• _DOCUMENT EXCERPT_:
This is one article in a six-part PLoS Medicine series on Migration & Health.

Introduction

Return migration is part of the migration process and refers to the act of going back to a place of origin, whether within the territorial boundaries of a country, as in the case of returning internally displaced persons (IDPs); or from a host country to an origin country, as in the case of refugees, asylum-seekers, and international migrant workers [1]. Within the overall complexity of migration, return migration happens in a range of contexts. While migration in and of itself is not necessarily a risk to health, the conditions surrounding the process can increase health vulnerabilities [2]. Factors related to the migration process, such as reasons for migrating, type of travel, length of stay, and legal status can act as determinants of a migrant's health [3].

• _QUESTIONS TO ANSWER_:
1. List the factors related to the migration process that the return migration excerpt says can act as determinants of a migrant's health.
2. Transcribe the part of the return migration excerpt starting at "Return migration is" and ending at "migrant's health [3].".

Descriptions of regions in natural language:

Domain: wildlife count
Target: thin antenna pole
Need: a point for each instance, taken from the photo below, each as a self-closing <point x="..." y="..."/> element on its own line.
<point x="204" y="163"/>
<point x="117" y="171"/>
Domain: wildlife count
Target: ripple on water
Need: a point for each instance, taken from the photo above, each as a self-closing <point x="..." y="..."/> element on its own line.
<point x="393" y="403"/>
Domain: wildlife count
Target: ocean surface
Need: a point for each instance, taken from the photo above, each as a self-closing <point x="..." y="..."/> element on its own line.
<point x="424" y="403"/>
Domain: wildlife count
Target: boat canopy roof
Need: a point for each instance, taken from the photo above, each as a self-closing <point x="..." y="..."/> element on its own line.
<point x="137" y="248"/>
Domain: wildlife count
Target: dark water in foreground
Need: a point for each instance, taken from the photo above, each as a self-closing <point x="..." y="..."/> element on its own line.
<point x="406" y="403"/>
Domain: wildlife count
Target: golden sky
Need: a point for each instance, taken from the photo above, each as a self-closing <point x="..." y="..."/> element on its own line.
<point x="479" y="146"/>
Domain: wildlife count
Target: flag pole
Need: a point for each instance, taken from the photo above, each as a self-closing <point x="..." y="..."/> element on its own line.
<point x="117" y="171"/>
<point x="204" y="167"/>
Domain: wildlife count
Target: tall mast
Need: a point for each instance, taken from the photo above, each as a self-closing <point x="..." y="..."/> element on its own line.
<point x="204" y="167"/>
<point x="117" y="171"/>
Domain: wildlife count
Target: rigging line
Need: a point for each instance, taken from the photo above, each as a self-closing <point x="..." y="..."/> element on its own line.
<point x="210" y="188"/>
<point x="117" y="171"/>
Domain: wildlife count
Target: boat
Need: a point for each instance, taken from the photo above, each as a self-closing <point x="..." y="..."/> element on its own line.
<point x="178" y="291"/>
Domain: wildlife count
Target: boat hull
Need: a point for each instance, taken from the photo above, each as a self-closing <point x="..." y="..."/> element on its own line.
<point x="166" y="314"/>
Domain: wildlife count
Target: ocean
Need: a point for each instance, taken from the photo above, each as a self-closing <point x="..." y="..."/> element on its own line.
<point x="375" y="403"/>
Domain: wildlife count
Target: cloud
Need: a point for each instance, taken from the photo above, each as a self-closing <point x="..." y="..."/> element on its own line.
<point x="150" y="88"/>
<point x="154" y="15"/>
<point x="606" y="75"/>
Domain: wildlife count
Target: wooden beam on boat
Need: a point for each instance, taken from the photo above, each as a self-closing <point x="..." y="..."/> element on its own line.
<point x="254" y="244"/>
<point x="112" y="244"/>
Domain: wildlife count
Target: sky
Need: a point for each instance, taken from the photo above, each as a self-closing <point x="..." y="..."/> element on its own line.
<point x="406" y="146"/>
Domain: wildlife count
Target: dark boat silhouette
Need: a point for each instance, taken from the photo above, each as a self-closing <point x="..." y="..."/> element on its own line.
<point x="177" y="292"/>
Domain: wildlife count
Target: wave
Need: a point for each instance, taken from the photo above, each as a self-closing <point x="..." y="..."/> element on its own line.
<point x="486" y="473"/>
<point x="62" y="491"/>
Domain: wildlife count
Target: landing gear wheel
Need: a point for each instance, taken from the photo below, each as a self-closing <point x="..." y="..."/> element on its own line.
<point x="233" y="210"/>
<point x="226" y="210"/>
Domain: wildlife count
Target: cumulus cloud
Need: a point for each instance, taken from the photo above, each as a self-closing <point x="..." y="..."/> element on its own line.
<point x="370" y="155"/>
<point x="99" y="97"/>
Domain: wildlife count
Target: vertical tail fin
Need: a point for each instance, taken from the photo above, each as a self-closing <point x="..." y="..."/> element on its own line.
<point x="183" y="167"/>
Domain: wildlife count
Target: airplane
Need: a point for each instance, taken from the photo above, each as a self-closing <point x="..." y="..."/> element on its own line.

• _ANSWERS FOR THE EXERCISE_:
1.
- Reasons for migrating
- Type of travel
- Length of stay
- Legal status

2.
Return migration is part of the migration process and refers to the act of going back to a place of origin, whether within the territorial boundaries of a country, as in the case of returning internally displaced persons (IDPs); or from a host country to an origin country, as in the case of refugees, asylum-seekers, and international migrant workers [1]. Within the overall complexity of migration, return migration happens in a range of contexts. While migration in and of itself is not necessarily a risk to health, the conditions surrounding the process can increase health vulnerabilities [2]. Factors related to the migration process, such as reasons for migrating, type of travel, length of stay, and legal status can act as determinants of a migrant's health [3].